• [Data supplied]:

※

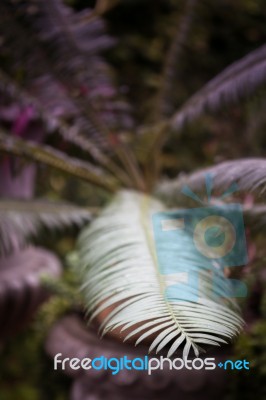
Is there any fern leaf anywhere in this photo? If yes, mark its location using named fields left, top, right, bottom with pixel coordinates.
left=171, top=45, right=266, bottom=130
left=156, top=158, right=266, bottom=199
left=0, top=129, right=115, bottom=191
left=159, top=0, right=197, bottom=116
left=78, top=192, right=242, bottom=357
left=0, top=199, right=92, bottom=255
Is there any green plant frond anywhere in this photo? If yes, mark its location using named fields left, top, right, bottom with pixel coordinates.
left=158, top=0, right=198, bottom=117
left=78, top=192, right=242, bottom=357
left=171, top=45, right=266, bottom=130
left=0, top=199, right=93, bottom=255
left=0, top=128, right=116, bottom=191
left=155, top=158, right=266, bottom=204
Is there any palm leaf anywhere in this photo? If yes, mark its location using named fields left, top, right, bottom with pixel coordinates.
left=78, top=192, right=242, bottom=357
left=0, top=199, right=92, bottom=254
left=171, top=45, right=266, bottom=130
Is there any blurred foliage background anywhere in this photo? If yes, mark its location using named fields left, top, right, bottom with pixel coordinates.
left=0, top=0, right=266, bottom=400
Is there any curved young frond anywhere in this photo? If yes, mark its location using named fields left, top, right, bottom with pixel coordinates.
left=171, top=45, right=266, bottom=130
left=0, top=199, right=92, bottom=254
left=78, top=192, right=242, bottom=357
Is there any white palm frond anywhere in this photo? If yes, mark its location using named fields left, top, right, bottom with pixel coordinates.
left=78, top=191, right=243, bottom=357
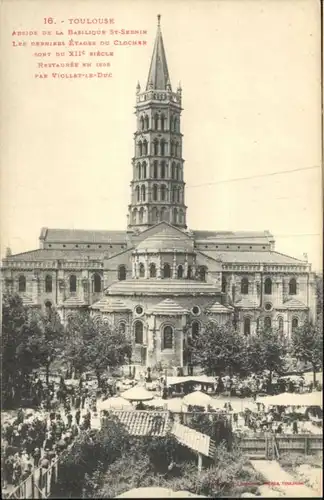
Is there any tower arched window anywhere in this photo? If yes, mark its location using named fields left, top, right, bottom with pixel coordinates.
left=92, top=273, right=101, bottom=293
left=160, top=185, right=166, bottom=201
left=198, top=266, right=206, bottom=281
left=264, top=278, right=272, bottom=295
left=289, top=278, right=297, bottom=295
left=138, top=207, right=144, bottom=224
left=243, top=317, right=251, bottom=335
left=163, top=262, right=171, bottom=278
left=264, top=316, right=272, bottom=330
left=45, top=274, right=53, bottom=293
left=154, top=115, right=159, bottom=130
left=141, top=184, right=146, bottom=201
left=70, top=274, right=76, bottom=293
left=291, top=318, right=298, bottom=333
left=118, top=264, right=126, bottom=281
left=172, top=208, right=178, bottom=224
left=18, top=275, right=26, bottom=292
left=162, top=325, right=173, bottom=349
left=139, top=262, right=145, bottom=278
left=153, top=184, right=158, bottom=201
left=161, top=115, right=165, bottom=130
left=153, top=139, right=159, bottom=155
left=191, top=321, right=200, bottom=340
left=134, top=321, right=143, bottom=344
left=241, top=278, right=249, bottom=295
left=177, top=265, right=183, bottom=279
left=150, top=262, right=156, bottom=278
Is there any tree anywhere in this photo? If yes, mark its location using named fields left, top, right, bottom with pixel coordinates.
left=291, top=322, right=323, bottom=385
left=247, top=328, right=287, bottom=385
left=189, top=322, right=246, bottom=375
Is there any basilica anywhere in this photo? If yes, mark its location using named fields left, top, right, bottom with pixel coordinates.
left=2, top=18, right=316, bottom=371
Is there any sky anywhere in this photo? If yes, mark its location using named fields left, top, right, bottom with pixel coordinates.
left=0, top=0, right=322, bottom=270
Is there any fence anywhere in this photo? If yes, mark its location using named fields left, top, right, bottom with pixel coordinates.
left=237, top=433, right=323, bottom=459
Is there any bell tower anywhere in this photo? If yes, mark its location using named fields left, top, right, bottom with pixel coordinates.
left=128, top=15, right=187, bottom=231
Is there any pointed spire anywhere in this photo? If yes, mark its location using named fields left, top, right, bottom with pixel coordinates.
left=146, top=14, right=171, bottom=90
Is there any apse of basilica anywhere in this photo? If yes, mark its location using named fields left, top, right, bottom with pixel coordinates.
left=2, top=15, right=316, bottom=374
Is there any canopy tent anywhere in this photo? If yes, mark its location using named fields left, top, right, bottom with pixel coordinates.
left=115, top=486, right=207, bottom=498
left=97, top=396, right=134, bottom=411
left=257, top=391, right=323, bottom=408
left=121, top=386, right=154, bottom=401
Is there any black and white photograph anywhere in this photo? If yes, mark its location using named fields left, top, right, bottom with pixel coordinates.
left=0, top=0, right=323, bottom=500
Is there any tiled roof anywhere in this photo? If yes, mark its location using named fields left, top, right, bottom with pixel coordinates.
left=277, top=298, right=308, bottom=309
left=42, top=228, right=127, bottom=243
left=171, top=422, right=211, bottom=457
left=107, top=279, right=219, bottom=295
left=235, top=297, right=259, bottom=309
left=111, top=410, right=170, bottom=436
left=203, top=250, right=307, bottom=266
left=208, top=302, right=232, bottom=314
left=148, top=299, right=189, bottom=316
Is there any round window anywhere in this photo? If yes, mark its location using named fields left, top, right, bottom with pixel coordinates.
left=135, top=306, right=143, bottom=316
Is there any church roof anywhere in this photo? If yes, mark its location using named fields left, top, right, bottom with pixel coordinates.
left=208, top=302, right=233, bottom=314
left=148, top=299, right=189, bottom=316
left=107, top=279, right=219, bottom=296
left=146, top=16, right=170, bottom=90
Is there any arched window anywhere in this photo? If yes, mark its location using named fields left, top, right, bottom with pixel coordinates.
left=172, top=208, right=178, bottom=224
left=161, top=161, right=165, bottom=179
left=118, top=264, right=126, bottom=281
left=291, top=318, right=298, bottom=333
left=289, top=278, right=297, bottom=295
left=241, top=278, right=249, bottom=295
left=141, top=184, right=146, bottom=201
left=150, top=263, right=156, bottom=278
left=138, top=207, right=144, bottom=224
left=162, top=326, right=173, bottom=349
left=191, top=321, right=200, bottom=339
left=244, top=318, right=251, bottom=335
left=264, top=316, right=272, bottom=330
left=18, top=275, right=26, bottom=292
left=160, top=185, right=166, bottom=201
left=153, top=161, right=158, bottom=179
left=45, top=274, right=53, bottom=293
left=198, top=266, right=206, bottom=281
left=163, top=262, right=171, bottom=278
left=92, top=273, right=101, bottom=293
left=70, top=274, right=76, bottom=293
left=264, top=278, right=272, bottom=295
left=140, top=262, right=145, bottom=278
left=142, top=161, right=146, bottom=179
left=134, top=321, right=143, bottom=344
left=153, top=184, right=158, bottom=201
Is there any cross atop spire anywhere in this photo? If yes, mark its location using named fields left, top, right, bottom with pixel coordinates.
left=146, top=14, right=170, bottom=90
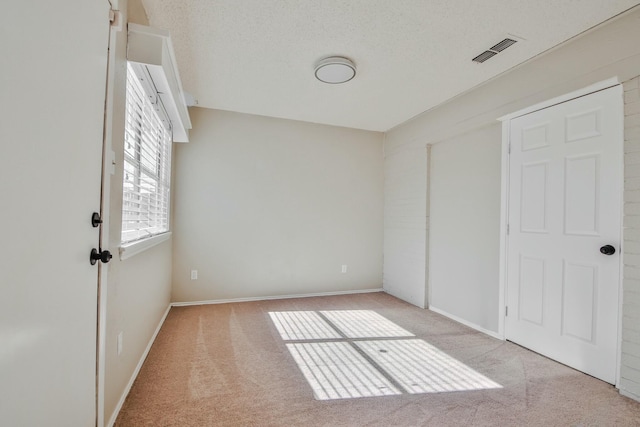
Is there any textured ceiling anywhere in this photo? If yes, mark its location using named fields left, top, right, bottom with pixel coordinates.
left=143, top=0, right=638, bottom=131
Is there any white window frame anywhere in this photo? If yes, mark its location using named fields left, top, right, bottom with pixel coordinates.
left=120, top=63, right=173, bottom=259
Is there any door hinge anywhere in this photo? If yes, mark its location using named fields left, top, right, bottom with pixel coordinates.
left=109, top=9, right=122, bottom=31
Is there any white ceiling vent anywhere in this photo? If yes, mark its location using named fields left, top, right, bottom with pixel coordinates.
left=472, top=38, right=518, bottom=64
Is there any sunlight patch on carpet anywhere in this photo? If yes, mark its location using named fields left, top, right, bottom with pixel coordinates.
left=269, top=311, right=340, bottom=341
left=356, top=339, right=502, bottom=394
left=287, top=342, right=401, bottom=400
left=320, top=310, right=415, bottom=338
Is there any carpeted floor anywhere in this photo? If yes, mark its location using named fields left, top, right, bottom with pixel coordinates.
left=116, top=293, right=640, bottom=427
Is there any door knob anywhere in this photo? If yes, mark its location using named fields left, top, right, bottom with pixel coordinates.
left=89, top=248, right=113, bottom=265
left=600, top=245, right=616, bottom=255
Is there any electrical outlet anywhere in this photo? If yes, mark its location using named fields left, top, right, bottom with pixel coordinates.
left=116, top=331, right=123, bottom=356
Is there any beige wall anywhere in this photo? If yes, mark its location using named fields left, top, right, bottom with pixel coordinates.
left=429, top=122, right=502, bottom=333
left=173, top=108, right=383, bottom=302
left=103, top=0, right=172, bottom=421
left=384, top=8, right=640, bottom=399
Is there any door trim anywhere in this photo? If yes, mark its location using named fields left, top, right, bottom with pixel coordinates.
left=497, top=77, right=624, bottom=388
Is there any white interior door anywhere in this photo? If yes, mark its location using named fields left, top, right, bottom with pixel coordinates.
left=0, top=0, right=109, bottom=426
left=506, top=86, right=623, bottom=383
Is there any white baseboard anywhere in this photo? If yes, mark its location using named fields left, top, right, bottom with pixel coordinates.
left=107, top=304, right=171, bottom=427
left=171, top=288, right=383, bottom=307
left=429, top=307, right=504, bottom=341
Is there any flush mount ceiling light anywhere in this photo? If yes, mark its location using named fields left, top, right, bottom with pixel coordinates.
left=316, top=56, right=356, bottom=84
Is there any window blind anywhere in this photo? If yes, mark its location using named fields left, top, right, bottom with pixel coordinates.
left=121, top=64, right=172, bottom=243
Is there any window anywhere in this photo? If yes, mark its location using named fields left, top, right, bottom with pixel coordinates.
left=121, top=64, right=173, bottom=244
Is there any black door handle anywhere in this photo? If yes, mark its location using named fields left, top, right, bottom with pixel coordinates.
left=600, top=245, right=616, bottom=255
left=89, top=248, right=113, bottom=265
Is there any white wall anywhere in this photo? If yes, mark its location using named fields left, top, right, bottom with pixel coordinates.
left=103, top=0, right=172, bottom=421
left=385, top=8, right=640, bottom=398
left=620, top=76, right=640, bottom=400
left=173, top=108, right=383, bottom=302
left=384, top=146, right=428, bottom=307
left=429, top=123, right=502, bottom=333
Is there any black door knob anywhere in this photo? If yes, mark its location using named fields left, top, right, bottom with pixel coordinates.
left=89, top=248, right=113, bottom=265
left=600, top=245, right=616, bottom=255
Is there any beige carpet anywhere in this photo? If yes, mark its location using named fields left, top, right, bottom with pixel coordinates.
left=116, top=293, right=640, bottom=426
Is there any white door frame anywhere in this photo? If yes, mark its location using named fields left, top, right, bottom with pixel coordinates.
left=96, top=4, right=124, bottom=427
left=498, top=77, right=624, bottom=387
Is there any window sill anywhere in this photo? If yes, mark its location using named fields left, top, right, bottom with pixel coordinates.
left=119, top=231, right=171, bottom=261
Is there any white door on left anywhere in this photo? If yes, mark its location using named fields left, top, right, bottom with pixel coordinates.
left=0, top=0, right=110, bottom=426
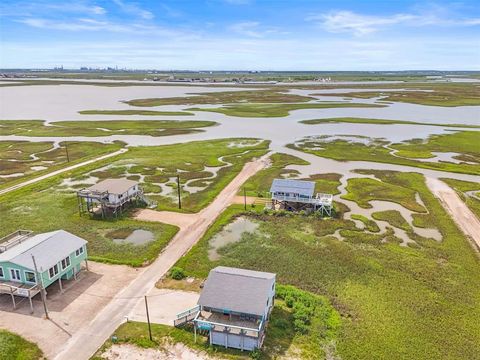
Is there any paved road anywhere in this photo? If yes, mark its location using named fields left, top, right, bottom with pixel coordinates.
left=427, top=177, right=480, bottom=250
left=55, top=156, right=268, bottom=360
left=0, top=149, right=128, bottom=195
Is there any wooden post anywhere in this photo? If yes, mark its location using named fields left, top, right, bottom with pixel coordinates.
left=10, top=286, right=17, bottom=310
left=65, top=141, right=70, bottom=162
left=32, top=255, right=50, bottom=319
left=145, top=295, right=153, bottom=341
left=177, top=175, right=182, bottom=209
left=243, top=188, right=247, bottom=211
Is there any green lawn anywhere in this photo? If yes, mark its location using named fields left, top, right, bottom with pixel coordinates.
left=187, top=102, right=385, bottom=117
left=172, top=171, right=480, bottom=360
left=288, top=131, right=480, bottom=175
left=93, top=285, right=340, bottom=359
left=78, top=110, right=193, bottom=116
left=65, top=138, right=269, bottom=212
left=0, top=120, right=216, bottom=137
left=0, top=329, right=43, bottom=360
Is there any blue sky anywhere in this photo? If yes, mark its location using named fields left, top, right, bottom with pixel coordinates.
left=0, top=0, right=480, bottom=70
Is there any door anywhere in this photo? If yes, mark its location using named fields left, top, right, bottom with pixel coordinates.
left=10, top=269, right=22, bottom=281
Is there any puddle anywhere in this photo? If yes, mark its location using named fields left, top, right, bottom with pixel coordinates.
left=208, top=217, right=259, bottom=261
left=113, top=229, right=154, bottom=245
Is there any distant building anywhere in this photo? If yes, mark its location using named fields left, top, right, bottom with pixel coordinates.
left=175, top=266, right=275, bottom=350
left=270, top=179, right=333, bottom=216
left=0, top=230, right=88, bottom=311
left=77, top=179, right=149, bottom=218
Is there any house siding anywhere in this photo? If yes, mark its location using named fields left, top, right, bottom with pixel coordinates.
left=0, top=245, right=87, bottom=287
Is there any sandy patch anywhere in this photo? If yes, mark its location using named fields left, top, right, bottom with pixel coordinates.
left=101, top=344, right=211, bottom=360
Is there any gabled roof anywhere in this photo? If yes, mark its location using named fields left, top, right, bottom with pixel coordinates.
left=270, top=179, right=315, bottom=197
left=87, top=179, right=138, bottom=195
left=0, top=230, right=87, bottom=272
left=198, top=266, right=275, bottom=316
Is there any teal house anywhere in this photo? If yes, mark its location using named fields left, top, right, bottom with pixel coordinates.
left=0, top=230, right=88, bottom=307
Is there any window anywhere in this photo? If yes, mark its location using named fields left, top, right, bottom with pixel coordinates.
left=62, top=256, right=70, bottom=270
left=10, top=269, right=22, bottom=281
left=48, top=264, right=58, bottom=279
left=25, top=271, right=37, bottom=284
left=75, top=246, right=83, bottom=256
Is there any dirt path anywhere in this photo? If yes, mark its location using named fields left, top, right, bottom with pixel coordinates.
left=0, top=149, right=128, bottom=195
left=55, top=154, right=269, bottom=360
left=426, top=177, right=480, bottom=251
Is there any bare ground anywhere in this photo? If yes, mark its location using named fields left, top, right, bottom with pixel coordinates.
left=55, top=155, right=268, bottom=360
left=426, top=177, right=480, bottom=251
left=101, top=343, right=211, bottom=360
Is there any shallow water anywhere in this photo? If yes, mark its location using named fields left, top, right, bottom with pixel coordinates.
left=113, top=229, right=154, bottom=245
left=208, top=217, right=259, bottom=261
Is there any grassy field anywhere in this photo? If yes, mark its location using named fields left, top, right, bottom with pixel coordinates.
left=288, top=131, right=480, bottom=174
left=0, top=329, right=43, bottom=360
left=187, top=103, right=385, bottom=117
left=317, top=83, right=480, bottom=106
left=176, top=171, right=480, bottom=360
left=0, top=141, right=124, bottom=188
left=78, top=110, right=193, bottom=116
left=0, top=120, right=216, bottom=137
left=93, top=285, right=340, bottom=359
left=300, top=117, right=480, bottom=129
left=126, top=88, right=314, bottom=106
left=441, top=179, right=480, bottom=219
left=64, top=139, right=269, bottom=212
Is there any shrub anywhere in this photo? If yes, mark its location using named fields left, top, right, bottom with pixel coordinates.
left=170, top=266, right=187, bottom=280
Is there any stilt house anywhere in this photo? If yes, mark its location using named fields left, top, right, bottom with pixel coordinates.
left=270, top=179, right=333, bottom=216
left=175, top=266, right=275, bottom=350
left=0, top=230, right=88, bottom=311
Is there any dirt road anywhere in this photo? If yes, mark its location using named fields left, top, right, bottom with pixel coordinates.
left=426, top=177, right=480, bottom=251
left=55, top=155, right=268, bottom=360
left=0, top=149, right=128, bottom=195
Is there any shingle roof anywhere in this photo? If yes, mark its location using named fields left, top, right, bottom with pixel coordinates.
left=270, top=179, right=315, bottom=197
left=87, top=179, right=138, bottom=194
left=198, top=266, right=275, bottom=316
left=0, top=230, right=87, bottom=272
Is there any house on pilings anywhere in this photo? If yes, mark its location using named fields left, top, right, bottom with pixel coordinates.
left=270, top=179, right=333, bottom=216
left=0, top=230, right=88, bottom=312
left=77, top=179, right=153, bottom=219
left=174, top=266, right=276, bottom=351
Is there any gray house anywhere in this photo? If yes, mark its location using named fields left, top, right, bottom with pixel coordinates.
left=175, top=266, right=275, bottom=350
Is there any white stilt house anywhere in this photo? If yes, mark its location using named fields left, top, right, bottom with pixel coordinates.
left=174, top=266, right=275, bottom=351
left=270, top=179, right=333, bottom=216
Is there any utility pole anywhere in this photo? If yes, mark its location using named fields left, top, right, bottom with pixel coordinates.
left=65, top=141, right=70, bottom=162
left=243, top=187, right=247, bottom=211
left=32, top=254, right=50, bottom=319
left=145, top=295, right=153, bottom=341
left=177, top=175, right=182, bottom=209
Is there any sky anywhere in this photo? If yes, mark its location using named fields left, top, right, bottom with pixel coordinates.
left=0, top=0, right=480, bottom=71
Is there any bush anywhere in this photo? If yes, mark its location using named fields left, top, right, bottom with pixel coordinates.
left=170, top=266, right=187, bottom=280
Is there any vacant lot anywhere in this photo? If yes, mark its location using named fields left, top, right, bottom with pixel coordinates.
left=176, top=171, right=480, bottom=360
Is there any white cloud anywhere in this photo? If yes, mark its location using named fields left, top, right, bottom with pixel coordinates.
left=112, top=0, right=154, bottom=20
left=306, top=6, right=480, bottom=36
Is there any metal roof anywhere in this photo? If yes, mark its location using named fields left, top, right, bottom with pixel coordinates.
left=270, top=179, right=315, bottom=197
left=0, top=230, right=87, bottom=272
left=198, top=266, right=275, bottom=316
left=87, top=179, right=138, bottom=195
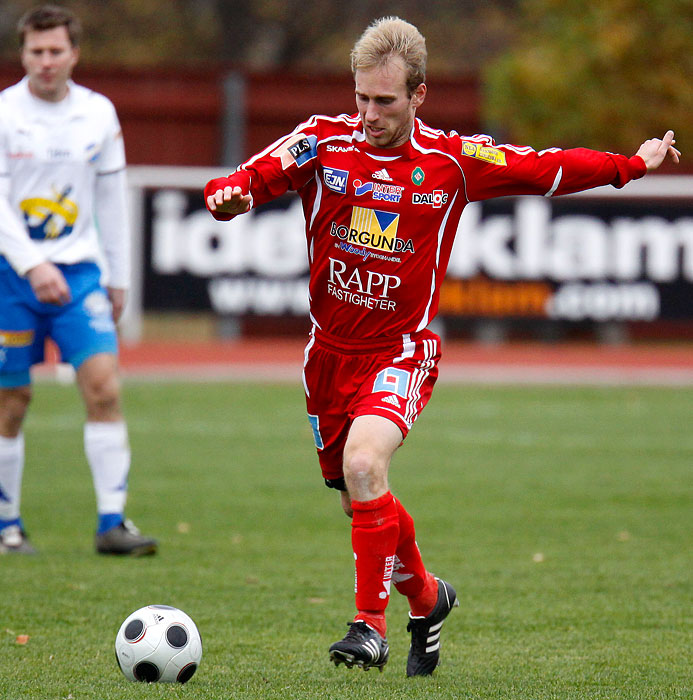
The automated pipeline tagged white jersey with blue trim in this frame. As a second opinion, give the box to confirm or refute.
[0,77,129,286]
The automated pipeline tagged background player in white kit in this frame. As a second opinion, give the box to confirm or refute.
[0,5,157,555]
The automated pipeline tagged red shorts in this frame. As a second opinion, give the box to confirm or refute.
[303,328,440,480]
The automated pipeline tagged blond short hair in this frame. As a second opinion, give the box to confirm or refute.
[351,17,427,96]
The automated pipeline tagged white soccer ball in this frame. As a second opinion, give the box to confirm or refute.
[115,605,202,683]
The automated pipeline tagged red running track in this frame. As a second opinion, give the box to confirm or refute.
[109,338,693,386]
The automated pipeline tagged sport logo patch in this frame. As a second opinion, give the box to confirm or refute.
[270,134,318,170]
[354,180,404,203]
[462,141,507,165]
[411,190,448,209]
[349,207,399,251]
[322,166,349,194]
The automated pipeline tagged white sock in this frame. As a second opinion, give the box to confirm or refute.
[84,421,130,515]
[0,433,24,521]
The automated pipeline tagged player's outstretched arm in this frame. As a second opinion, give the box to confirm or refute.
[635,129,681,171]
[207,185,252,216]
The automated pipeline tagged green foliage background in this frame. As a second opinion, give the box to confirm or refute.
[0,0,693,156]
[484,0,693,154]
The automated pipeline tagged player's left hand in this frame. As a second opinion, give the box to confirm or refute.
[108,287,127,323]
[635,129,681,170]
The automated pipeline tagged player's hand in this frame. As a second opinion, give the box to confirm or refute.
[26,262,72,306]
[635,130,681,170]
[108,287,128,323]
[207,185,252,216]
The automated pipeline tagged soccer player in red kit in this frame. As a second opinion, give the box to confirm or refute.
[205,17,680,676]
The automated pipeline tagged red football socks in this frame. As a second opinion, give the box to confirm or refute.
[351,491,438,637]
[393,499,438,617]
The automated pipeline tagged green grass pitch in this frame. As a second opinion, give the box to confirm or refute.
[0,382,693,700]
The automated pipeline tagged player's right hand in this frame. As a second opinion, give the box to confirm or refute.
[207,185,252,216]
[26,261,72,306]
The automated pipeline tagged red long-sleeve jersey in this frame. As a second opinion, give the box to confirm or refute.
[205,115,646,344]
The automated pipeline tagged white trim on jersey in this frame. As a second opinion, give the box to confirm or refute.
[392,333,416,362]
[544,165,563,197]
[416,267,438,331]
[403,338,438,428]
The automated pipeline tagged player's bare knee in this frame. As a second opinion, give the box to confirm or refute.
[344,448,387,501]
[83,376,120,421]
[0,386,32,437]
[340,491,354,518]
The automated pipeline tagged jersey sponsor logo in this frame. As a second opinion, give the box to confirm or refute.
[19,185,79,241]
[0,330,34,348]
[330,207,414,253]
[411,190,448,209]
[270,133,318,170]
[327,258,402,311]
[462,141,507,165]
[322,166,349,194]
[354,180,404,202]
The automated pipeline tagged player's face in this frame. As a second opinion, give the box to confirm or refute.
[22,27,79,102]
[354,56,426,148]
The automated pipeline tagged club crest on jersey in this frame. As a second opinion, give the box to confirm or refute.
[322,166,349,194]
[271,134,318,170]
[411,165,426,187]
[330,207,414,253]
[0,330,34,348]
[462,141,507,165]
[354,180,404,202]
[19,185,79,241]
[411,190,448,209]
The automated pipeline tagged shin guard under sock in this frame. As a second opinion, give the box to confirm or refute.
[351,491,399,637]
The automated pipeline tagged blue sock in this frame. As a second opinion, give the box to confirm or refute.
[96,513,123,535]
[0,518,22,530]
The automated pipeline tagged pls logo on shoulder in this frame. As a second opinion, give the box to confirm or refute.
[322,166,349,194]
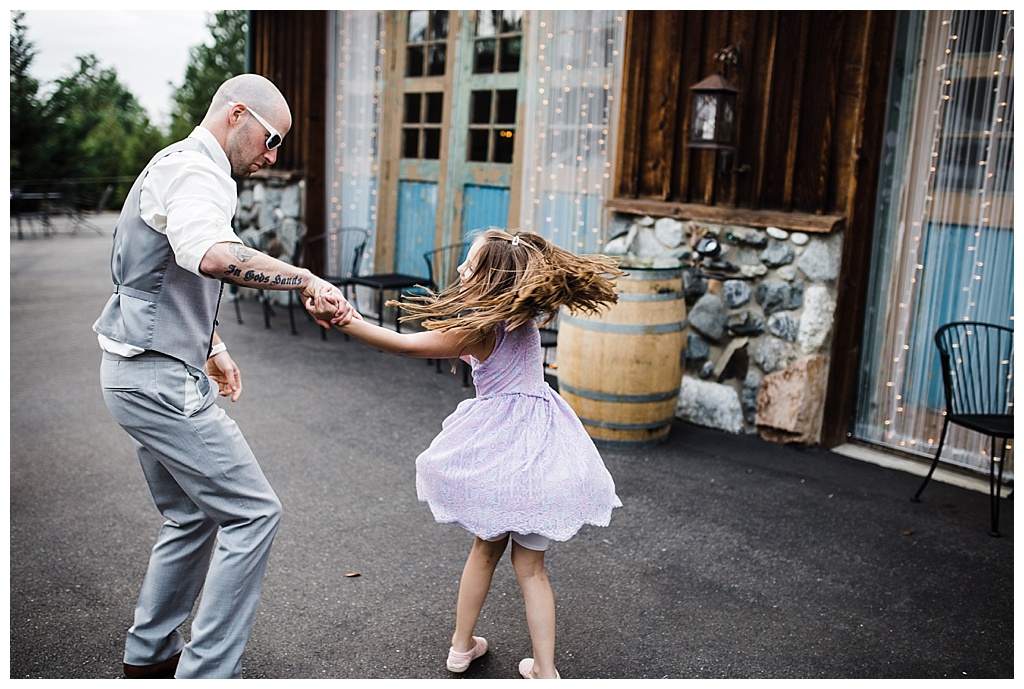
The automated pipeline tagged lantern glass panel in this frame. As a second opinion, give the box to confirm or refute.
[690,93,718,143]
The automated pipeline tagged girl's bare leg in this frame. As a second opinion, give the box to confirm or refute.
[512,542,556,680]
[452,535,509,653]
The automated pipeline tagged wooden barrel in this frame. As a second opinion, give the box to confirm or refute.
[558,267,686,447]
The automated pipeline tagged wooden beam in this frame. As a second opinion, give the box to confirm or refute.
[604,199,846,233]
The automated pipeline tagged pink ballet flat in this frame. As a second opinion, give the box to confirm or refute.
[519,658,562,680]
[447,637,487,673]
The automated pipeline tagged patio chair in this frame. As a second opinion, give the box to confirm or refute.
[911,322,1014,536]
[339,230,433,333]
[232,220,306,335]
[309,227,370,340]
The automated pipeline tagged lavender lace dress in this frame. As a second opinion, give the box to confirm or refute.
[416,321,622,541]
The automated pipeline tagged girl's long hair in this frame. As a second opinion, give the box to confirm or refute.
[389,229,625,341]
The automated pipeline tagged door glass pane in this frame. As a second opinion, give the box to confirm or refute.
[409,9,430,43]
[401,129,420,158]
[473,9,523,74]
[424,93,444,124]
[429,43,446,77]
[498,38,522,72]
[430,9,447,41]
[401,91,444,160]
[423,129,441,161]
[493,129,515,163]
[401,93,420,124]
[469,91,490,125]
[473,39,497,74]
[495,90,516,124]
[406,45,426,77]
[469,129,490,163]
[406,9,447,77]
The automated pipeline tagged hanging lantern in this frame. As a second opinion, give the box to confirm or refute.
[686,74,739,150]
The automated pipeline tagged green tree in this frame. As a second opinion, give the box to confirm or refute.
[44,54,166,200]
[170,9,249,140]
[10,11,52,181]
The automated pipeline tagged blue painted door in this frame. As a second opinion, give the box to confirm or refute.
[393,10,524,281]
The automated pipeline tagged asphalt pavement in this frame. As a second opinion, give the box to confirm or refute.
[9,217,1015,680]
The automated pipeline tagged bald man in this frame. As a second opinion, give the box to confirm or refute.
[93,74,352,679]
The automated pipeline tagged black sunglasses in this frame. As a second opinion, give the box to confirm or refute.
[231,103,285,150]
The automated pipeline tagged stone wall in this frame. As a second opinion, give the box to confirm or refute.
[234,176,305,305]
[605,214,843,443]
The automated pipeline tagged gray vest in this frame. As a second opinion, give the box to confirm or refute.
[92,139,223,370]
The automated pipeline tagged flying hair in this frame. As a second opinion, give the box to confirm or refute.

※

Pull out every line in the entries above that contains the word "tree".

• [Task answer]:
Is there any tree anywhere in this photo? If yes, mark its location using named fields left, top, right, bottom with pixel coordinates.
The automated pipeline tagged green tree in this frame. As a second opinion, give the box to confirm or refute.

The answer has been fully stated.